---------- DATA EXTRACT ----------
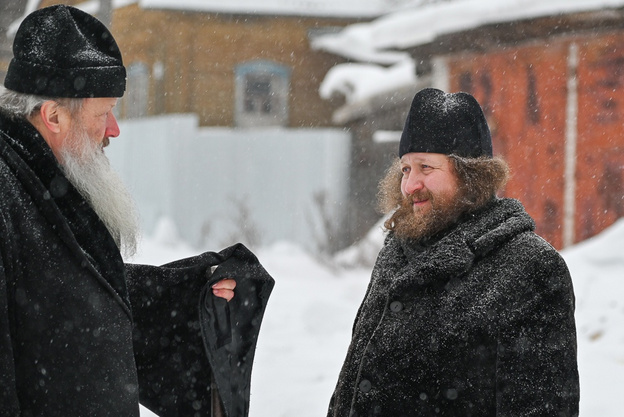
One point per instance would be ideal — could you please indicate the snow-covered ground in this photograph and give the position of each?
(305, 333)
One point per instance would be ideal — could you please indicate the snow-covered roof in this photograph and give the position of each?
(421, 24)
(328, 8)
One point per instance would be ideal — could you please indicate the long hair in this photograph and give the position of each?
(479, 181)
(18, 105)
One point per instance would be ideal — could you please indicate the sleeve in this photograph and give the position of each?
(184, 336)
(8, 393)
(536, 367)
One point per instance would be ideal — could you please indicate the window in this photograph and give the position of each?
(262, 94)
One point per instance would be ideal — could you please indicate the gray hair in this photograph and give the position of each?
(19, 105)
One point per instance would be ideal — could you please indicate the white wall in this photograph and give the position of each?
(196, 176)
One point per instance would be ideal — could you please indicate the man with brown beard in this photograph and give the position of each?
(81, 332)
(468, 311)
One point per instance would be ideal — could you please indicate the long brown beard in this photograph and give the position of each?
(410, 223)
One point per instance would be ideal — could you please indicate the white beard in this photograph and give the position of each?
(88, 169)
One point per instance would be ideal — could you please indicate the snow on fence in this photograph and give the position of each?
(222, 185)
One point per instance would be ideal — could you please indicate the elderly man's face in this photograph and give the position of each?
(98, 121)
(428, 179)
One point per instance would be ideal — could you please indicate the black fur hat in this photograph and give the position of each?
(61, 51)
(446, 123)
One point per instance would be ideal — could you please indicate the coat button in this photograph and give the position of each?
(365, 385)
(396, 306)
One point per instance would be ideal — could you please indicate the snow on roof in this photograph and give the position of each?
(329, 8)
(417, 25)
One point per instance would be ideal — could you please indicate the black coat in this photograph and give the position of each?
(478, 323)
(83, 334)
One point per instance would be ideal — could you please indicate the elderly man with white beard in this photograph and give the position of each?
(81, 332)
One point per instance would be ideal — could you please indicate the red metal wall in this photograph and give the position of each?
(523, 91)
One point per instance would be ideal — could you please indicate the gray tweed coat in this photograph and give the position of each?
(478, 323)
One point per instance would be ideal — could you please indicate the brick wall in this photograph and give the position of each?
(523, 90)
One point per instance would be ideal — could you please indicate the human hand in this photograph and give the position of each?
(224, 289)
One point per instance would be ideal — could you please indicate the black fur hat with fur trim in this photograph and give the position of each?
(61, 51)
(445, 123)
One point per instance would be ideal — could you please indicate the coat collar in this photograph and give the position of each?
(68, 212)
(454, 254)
----------
---------- DATA EXTRACT ----------
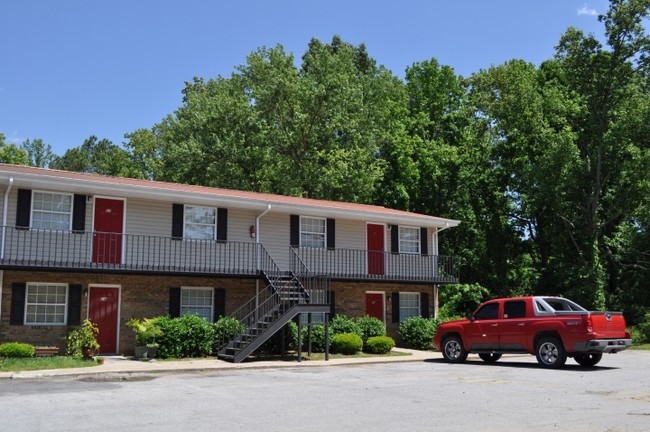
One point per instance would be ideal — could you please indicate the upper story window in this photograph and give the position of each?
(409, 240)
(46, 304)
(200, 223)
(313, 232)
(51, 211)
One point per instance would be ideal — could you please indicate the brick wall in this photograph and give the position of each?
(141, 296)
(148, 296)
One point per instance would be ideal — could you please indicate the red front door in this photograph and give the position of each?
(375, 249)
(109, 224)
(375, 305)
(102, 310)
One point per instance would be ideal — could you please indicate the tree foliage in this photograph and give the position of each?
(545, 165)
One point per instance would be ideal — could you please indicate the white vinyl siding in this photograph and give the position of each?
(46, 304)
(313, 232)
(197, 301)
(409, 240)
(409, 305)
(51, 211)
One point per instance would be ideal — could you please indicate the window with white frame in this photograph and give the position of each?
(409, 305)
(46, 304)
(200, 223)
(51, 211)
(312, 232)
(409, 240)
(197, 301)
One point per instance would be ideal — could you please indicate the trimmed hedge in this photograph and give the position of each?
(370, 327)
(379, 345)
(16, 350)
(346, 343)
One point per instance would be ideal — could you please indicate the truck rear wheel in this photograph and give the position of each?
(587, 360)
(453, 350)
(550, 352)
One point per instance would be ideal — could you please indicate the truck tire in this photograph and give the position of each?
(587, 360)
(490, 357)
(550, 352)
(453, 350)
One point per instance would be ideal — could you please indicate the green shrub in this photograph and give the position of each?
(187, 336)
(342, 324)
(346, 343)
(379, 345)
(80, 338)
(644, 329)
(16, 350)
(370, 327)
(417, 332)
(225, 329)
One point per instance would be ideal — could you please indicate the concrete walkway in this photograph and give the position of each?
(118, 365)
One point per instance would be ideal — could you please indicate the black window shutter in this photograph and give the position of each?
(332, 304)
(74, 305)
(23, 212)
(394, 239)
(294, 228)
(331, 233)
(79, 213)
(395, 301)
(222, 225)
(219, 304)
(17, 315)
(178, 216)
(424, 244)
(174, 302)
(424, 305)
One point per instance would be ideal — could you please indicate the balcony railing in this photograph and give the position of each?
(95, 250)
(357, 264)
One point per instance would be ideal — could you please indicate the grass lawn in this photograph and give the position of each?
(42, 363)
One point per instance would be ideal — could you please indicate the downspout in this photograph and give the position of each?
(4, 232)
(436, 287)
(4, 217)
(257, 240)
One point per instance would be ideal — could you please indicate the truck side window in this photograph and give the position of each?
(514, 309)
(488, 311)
----------
▸ WHAT IS REQUIRED:
Locate every line among the items above that contains the word "gray" and copy each such line. Case counts.

▸ RESULT FOR THIS TASK:
One point per instance would be ideal — could you please indicate the gray hair in this photograph and give the position of each?
One point per instance would be ideal — could you please indicate the gray tweed coat in this photograph and give the position of each?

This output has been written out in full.